Purple Fury: Rumbling with the Warriors - Rob Ryder

Purple Fury: Rumbling with the Warriors

"Making movies is a lot like life - a swirling chaotic clusterf*ck."
With these opening words, Rob Ryder grabs you by the scruff, jacks you into a subway car and starts spitting out Warriors stories, one after another, as that D train, the 6th Avenue Express, hurtles into the night.
It's the summer of 1978, and Ryder's been hired onto The Warriors as a P.A. then quickly bumped up to location scout. Six weeks later, a stuntman smashes up his leg and Ryder is suddenly a Baseball Fury. A weird turn of events - what with that purple make-up and long black wig and Yankees uniform...
PURPLE FURY: Rumbling with the Warriors is fast, smart and funny. Not your typical glamorous movie memoir -
"On my first day I opened the front passenger door to a van, stuck out my hand to the Teamster behind the wheel and said, "Hi. I'm Rob Ryder." His reply - "So what?"
Just that fast, Ryder finds himself caroming across Brooklyn looking for a street to blow up a car. (Without pissing off the neighbors.)
□ □ □ □ □
**Exercise 1**. Copy the Purple Fury book description word for word.
□ □ □ □ □
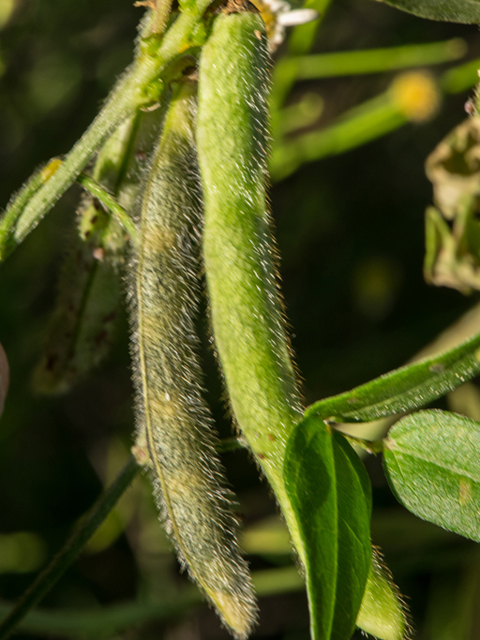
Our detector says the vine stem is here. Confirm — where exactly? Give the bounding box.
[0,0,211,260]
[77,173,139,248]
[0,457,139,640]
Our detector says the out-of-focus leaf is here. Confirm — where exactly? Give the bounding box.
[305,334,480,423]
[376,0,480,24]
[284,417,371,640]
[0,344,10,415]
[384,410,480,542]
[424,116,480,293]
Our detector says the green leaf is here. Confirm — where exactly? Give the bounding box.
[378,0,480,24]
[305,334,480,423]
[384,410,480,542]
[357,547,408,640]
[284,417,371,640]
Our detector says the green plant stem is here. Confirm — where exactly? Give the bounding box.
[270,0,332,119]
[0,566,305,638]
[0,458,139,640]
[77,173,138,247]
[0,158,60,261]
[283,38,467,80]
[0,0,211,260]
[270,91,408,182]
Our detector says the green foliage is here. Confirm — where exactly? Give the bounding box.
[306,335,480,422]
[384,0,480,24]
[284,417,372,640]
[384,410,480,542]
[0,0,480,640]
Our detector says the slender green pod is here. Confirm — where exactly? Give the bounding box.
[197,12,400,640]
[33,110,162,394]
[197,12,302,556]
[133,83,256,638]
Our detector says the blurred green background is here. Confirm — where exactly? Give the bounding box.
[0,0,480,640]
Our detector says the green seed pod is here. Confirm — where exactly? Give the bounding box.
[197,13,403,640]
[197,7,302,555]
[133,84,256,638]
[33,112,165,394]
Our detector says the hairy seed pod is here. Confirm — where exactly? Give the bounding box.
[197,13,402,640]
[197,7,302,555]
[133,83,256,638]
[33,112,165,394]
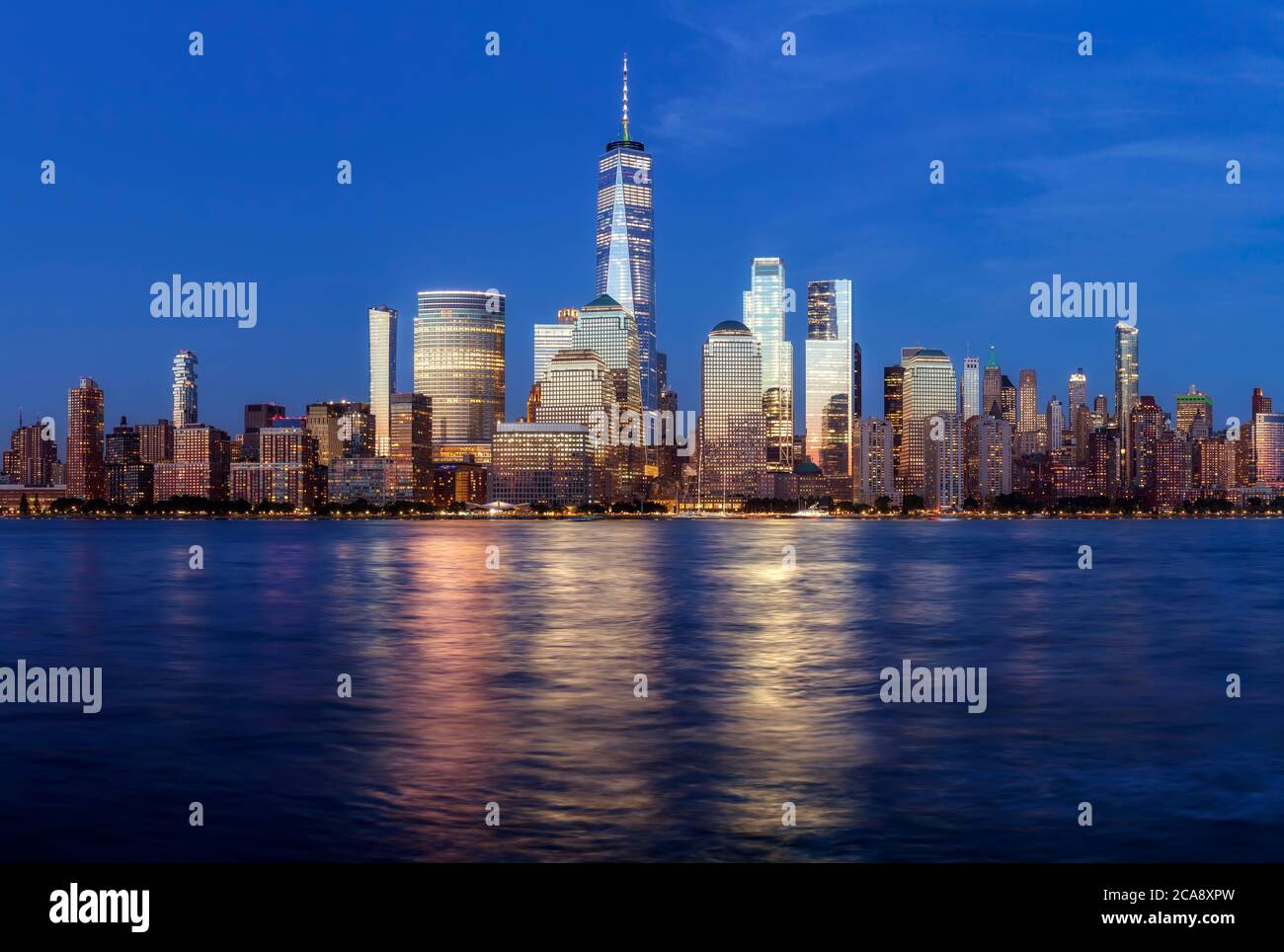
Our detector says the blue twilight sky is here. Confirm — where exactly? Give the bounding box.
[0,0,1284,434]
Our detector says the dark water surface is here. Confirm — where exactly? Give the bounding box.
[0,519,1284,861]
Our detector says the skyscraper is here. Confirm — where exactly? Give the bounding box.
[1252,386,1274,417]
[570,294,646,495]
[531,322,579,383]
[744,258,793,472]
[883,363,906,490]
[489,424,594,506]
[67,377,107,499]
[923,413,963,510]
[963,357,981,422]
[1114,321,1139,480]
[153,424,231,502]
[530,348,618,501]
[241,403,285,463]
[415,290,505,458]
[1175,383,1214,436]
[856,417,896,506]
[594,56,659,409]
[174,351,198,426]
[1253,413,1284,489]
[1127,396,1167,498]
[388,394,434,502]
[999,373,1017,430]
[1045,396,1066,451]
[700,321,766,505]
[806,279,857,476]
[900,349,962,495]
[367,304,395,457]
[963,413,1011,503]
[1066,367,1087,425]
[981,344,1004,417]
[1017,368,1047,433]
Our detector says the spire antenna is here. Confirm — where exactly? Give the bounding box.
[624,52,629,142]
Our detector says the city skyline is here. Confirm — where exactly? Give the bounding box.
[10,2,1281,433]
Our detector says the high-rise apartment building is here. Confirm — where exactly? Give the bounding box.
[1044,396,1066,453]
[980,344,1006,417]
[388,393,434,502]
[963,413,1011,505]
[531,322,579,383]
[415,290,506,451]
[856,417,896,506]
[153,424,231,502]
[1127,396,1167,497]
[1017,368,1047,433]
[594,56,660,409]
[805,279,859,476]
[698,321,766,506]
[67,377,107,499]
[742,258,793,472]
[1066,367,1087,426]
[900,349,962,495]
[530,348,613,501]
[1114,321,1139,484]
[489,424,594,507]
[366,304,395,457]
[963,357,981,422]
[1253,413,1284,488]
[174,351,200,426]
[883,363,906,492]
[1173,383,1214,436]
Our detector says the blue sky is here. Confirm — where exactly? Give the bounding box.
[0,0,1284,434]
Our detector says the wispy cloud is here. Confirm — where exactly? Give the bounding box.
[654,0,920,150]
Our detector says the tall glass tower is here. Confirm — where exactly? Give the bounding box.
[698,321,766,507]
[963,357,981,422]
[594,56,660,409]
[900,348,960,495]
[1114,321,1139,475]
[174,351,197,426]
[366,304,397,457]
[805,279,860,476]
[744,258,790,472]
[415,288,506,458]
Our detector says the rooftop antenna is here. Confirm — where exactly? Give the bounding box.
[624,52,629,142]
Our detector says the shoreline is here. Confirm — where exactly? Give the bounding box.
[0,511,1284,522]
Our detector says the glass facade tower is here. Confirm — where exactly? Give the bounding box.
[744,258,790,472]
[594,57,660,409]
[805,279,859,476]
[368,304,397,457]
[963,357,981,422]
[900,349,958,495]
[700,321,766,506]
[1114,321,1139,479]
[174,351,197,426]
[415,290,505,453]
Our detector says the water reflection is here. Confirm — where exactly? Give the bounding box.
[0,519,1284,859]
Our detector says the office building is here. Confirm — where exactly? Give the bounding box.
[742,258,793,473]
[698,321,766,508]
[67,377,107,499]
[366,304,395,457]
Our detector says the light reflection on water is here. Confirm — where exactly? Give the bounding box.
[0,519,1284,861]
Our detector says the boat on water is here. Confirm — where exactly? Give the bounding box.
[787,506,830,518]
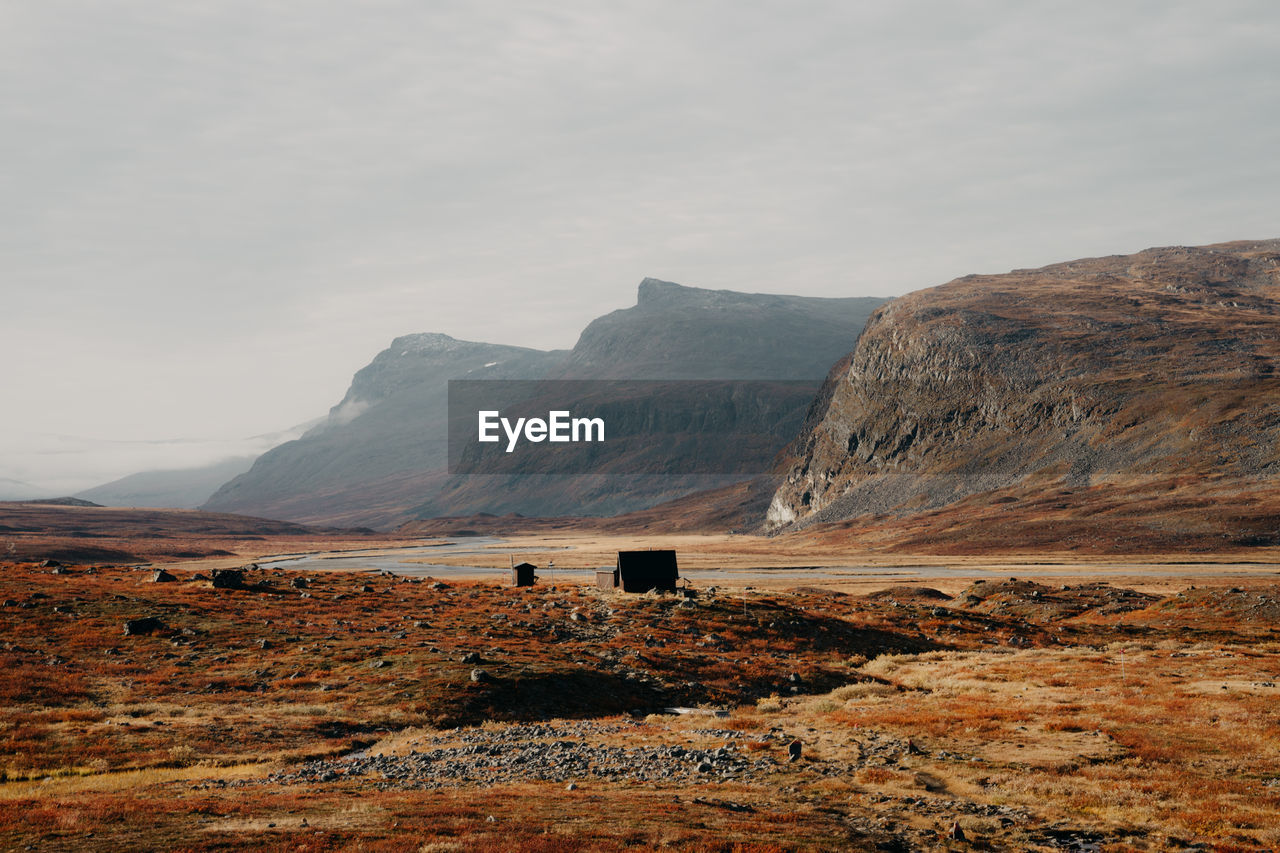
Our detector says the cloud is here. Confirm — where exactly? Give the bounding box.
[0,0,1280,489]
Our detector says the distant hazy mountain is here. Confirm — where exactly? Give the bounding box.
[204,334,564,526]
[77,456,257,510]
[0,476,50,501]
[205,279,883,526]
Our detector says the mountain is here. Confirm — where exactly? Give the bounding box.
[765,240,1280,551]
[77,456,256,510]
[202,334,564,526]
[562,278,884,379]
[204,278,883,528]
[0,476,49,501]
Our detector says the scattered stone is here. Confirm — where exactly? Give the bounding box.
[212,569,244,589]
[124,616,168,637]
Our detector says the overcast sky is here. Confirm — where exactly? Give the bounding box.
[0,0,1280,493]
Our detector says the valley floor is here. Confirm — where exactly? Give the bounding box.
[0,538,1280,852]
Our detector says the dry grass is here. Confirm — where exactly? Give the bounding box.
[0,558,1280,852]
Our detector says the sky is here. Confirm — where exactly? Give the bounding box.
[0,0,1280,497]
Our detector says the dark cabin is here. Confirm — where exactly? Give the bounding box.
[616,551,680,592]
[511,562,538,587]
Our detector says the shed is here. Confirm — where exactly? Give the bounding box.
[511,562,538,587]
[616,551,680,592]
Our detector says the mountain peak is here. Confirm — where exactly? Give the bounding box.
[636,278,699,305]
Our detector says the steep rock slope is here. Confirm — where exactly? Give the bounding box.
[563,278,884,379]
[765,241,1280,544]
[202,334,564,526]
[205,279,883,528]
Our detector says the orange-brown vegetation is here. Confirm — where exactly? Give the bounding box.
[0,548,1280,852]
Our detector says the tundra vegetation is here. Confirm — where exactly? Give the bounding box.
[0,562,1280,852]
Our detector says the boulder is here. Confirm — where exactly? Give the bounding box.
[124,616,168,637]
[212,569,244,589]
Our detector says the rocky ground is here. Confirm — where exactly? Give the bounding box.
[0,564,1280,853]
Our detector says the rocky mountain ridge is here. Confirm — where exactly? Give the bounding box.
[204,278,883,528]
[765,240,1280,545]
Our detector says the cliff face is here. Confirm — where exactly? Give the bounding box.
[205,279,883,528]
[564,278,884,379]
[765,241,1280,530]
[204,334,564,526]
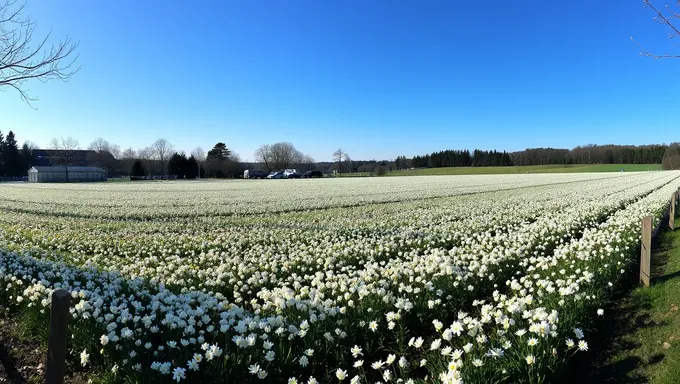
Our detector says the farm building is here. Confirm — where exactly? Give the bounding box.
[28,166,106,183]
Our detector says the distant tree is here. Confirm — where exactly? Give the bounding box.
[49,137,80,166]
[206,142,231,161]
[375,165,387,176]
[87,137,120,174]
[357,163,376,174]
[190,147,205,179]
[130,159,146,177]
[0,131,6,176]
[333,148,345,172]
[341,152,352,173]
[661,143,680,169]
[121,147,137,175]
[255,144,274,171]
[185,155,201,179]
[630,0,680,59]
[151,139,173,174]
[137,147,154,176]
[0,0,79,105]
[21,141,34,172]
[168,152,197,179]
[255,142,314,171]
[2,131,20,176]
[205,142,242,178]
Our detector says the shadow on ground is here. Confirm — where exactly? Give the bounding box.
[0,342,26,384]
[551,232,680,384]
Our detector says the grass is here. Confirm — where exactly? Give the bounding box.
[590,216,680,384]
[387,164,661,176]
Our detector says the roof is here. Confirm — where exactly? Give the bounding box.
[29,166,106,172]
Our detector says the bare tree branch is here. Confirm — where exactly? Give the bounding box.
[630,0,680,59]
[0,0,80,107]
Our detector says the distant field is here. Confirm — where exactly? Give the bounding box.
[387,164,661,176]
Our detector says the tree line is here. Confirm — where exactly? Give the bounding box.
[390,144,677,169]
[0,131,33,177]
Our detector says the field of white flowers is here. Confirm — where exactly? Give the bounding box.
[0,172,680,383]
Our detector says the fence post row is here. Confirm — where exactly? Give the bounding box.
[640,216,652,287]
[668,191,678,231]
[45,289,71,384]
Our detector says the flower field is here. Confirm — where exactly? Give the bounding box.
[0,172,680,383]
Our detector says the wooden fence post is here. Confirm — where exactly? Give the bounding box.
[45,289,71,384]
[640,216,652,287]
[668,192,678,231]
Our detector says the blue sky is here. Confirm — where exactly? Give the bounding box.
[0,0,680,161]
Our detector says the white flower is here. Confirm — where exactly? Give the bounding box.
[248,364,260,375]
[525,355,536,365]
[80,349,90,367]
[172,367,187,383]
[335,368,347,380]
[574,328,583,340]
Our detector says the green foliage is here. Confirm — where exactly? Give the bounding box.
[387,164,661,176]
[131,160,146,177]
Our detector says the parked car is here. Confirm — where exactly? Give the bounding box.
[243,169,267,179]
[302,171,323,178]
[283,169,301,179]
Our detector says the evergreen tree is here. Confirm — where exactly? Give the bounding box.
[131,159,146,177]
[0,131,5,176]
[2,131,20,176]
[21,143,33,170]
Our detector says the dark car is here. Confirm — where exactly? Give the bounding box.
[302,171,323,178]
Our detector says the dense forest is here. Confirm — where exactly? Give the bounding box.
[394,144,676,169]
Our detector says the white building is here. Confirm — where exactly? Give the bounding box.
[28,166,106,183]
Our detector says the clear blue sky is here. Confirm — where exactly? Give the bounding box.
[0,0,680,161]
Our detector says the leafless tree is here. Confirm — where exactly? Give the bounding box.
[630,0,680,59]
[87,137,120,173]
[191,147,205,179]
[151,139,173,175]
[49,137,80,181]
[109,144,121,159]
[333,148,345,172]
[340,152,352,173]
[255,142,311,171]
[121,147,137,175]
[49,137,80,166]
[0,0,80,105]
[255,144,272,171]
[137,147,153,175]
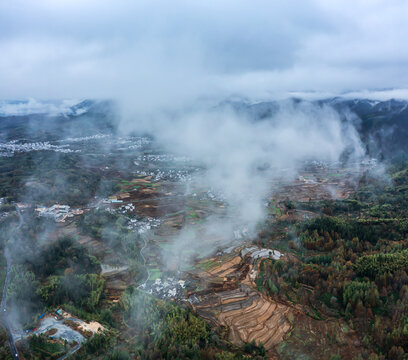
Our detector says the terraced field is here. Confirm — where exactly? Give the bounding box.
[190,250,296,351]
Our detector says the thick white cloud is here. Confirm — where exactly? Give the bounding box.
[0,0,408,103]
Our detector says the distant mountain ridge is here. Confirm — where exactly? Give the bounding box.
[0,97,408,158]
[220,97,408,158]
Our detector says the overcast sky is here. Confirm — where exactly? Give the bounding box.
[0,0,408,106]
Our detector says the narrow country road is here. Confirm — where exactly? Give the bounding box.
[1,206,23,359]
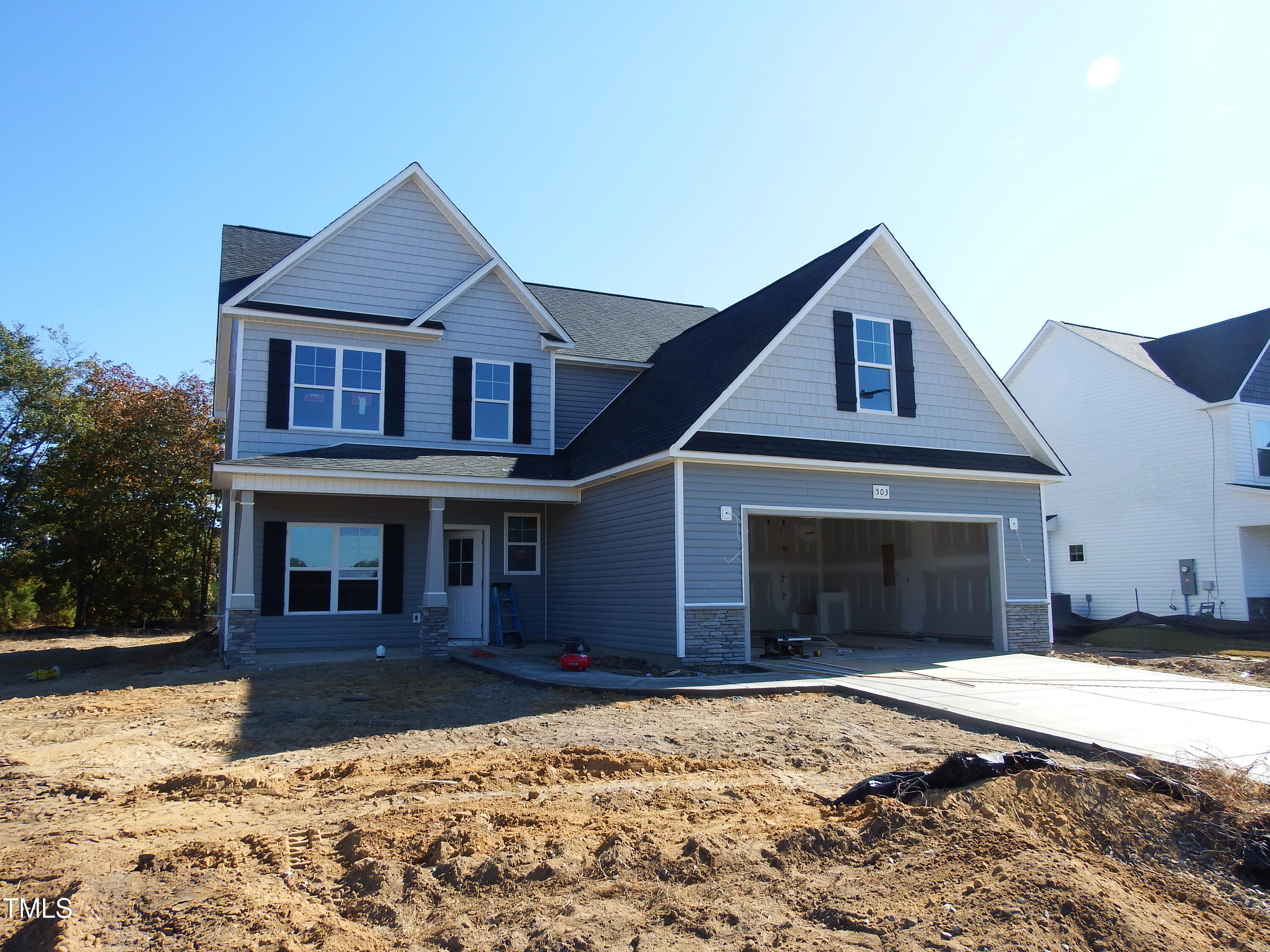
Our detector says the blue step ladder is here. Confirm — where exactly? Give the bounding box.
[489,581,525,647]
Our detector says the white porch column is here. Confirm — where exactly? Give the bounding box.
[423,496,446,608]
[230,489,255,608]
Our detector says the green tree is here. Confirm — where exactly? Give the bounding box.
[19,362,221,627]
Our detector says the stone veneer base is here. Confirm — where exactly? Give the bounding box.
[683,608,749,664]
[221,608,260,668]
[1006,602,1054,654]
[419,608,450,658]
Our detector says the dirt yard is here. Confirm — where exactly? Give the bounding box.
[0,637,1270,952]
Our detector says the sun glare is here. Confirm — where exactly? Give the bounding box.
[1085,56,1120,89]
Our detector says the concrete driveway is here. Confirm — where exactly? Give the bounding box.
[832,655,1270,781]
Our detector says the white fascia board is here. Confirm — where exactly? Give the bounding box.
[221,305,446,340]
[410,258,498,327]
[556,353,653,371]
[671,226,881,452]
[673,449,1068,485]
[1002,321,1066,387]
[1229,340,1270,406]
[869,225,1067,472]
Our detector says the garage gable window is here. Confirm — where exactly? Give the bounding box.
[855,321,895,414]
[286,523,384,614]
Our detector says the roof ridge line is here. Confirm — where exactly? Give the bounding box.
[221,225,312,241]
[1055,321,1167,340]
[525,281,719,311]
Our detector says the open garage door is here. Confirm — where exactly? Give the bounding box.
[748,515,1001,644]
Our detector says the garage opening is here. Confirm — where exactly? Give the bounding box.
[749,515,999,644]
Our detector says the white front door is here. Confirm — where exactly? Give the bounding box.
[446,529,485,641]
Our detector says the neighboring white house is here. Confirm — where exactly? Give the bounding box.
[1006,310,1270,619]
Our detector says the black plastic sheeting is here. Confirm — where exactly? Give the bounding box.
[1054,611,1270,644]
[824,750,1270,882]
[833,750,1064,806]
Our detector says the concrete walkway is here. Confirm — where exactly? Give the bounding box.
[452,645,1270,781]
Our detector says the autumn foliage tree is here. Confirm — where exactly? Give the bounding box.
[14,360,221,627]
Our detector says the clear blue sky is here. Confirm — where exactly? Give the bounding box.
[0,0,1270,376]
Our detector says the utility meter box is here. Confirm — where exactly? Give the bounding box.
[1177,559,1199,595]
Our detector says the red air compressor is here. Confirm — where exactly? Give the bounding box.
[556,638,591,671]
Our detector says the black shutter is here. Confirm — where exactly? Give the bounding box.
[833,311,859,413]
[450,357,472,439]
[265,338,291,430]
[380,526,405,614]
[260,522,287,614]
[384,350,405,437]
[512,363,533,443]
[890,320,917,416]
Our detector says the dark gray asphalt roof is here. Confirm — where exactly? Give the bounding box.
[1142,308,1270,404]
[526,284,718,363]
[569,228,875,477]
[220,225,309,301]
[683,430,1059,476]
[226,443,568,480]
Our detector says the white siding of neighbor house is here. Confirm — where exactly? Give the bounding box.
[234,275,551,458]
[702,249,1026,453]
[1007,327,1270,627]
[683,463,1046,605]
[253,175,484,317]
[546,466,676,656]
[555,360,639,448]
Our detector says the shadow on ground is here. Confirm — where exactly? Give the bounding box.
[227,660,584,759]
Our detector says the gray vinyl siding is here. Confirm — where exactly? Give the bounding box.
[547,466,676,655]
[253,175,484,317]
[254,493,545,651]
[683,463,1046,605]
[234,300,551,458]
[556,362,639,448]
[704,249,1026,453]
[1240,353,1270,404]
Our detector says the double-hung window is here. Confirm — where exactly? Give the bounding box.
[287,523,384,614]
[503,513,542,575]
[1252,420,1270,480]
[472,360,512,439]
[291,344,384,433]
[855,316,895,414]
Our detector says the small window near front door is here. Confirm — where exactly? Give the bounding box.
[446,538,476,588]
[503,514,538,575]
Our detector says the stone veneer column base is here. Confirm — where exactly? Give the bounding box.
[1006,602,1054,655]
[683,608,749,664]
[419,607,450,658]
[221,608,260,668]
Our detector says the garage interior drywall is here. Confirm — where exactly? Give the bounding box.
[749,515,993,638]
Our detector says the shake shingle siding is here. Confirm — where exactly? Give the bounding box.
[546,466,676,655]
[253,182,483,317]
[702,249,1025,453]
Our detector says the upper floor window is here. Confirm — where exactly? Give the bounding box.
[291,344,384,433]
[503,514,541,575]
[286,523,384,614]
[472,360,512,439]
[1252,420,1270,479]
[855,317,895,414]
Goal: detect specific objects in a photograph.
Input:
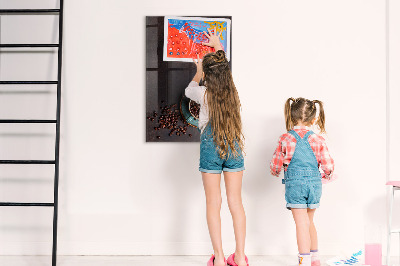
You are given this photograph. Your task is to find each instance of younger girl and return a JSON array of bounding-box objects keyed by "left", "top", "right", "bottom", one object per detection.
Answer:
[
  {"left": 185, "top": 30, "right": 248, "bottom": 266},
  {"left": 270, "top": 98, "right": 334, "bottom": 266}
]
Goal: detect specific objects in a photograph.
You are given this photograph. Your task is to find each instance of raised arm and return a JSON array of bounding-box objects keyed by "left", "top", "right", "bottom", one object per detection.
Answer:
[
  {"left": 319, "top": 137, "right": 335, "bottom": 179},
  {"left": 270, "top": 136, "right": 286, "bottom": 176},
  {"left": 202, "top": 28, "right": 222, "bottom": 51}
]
□ □ □ □ □
**Exercise 2**. Write out the stretch of the records from their start through the line containing "[270,91,408,182]", reproducing every line between those points as is. Leave out the pictures.

**Full output 1**.
Purple Fury: Rumbling with the Warriors - Rob Ryder

Purple Fury: Rumbling with the Warriors

"Making movies is a lot like life - a swirling chaotic clusterf*ck."
With these opening words, Rob Ryder grabs you by the scruff, jacks you into a subway car and starts spitting out Warriors stories, one after another, as that D train, the 6th Avenue Express, hurtles into the night.
It's the summer of 1978, and Ryder's been hired onto The Warriors as a P.A. then quickly bumped up to location scout. Six weeks later, a stuntman smashes up his leg and Ryder is suddenly a Baseball Fury. A weird turn of events - what with that purple make-up and long black wig and Yankees uniform...
PURPLE FURY: Rumbling with the Warriors is fast, smart and funny. Not your typical glamorous movie memoir -
"On my first day I opened the front passenger door to a van, stuck out my hand to the Teamster behind the wheel and said, "Hi. I'm Rob Ryder." His reply - "So what?"
Just that fast, Ryder finds himself caroming across Brooklyn looking for a street to blow up a car. (Without pissing off the neighbors.)

**Full output 2**.
Our detector says the vine stem is here. Confirm — where exactly? Give the bounding box.
[0,0,211,260]
[77,173,139,248]
[0,457,139,640]
Our detector says the out-of-focus leaf is here. Confirm — where exactly? Give the bounding box.
[305,334,480,423]
[376,0,480,24]
[284,417,371,640]
[0,344,10,415]
[384,410,480,542]
[424,116,480,293]
Our detector says the green leaf is here. Confirm — where exactly? Give the bounding box.
[378,0,480,24]
[305,334,480,423]
[384,410,480,542]
[357,547,408,640]
[284,417,371,640]
Our detector says the green plant stem is here. Confirm — where exactly? Give the bounding box.
[270,0,332,119]
[0,566,305,638]
[0,458,139,640]
[77,173,138,247]
[0,158,60,261]
[283,38,467,80]
[0,0,211,260]
[270,91,408,182]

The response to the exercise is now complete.